## TEKS KUTIPAN
· · · · · · ·

Ketika dadakan diajak nginep di Bandung sama suami, satu
destinasi yang kayanya diwanti-wanti betul di kepala saya adalah harus ke
Museum Geologi. Bukan hanya karena di sana banyak koleksi batu-batu termasuk
batu akik yang lagi tenar itu. Kebetulan (eh sengaja deng) nama anak-anak saya
menggunakan nama batu, jadi yah anggap saja napak tilas sejarah. Plus, bapaknya
sarjana geologi (walau kini profesinya nyaris sulit ditemukan benang merahnya
dengan seorang geologis), jadi biar bapaknya senang lah anak-anaknya datang ke
tempat yang pernah dia kunjungi lebih dari sekali ini (maklum kuliahnya pun di
Bandung kala itu). Satu hal lagi, Malika lagi senang-senangnya dengan
dinosaurus. Nah, karena belum kesampaian ke museum Zoologi, Bogor apalagi
National Museum di London, kenapa ga ke museum Geologi? Seingat saya di sana
ada kerangka binatang purba. Ya, saya dulu pernah pula ke museum Geologi.
Bukan, saya hanya mahasiswi sastra Belanda UI. Datang ke sana dalam rangka
study tour karena ada batu yang ditulis dalam bahasa Belanda zaman dulu. Ah,
fotonya ke mana ya? (Lho jadi melenceng).
Anyway, karena menginap di daerah Taman Cibeunying Selatan
yang sejatinya tidak jauh dari Museum Geologi, kami ceritanya iseng mau jalan
kaki. Baru dua ratus meter berjalan, ganti rencana, cari becak. Ketemu becak
Cuma satu sedangkan kita ada berlima. Akhirnya, saya (plus bayi 3 minggu) dan
Malika naik duluan. Kata si mamang sih mau balik lagi anter suami dan Safir.
Deket memang, tapi kayanya saya nyiksa tukang becaknya hahaha jalurnya nanjak
soalnya. Dan walau Malika kurus tapi emaknya geda banget ini. Oalaaaah ....
Masih dari dalam becak kami melihat ke seberang jalan sudah
banyak deretan bus wisata. Oh my God, penuh niy kayanya. Saya memang lebih suka
suasana sepi museum walau mungkin lebih horor. Tapi ini beneran banyak banget
rombongan pelajar SD dan SMP dari luar kota. Eh ternyata yang saya takutkan
alias desak-desakan tidak terjadi di sini. Kali ini banyak petugas yang
dikerahkan, jadi setiap rombongan mendapat gilirannya masing-masing untuk
masuk. Selagi menunggu suami dan Safir, di halaman depan Museum Geologi sudah
ada sedikit pameran, mulai dari fosil kayu, peti mati batu zaman purba, dll.

· · · · · · ·

## BARIS DATA
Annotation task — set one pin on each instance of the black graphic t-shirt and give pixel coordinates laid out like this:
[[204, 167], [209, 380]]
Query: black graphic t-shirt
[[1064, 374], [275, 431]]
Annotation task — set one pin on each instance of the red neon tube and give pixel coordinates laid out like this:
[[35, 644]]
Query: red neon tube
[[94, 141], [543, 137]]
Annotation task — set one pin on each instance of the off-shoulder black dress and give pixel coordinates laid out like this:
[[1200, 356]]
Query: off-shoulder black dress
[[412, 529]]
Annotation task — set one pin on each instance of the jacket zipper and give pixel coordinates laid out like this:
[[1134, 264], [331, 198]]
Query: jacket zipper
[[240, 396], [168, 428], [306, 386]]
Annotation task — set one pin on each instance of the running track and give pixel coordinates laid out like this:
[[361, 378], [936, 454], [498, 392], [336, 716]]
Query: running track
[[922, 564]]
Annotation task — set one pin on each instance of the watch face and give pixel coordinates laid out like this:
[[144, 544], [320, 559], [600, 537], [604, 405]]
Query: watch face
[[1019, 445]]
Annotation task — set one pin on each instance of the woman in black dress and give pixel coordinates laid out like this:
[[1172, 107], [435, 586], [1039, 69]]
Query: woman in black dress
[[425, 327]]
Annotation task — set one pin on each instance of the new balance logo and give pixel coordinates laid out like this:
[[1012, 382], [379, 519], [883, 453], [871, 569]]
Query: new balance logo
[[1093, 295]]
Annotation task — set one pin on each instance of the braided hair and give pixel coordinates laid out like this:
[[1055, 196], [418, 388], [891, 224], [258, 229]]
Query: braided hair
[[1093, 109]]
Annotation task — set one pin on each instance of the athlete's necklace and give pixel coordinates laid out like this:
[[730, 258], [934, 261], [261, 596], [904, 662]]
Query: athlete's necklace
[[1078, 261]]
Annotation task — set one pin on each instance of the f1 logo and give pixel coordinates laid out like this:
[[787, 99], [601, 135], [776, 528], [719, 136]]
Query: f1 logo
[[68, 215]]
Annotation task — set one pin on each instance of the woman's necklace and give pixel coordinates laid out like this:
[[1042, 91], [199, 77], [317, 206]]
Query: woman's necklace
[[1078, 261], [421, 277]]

· · · · · · ·

## TUGAS YANG DIKERJAKAN
A) Jawab pertanyaan berikut berdasarkan teks tentang kunjungan ke Museum Geologi:
(i) Penulis dulu kuliah di jurusan apa dan di universitas mana?
(ii) Berapa orang rombongan penulis ketika mencari becak?
(iii) Apa saja yang disebutkan ada di pameran halaman depan Museum Geologi?
B) Masukkan bagian catatan mulai dari baris pertama catatan sampai baris yang memuat "[[412, 529]]", termasuk kedua ujungnya, ke dalam daftar JSON berisi string, satu string untuk setiap baris, tanpa baris kosong.
Teks dan catatan tidak berhubungan satu sama lain.

## JAWABAN YANG DIHARAPKAN
A)
(i) Sastra Belanda di UI.
(ii) Lima orang.
(iii) Fosil kayu, peti mati batu zaman purba, dan lain-lain.

B)
[
  "Annotation task — set one pin on each instance of the black graphic t-shirt and give pixel coordinates laid out like this:",
  "[[204, 167], [209, 380]]",
  "Query: black graphic t-shirt",
  "[[1064, 374], [275, 431]]",
  "Annotation task — set one pin on each instance of the red neon tube and give pixel coordinates laid out like this:",
  "[[35, 644]]",
  "Query: red neon tube",
  "[[94, 141], [543, 137]]",
  "Annotation task — set one pin on each instance of the off-shoulder black dress and give pixel coordinates laid out like this:",
  "[[1200, 356]]",
  "Query: off-shoulder black dress",
  "[[412, 529]]"
]